_Work instructions_
From the records below, render the lines from the one containing "If you could spot the small" through the one containing "column 11, row 216", inclusive, as a numbered list, leaving out any blank lines.

(Dataset records)
** BEGIN **

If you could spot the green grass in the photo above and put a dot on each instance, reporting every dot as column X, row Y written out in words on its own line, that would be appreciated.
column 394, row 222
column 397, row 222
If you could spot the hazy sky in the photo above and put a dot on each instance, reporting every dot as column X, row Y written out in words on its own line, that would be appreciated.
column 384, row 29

** END **
** BEGIN **

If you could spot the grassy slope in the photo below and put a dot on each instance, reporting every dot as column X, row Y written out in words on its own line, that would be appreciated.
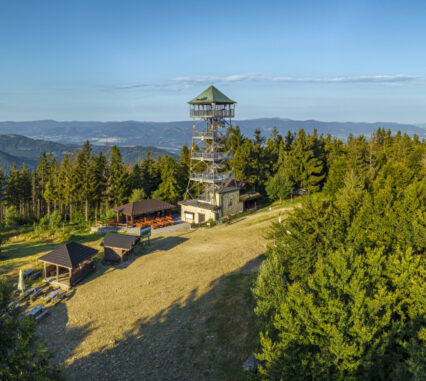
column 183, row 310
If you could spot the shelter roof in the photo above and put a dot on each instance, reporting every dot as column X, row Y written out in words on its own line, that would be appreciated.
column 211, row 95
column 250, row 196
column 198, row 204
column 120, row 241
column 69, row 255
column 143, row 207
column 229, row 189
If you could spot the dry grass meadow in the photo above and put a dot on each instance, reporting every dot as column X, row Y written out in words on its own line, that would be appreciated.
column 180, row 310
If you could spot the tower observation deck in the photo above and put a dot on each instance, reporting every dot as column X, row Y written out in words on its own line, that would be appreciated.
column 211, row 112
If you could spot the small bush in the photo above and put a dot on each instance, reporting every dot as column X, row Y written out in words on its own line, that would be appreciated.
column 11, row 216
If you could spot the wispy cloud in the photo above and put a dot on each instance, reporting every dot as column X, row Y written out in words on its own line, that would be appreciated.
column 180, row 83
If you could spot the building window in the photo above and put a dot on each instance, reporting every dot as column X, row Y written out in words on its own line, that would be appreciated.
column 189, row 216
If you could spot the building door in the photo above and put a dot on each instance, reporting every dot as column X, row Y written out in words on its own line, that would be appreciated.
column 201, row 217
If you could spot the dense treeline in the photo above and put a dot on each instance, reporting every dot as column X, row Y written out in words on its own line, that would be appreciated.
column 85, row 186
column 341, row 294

** END **

_Completed exercise_
1. If you could spot the small bush in the photo above and put a dot on each instance, reporting every dot as column X, row Y written out in words on its own line, that would be appreciated.
2. column 11, row 216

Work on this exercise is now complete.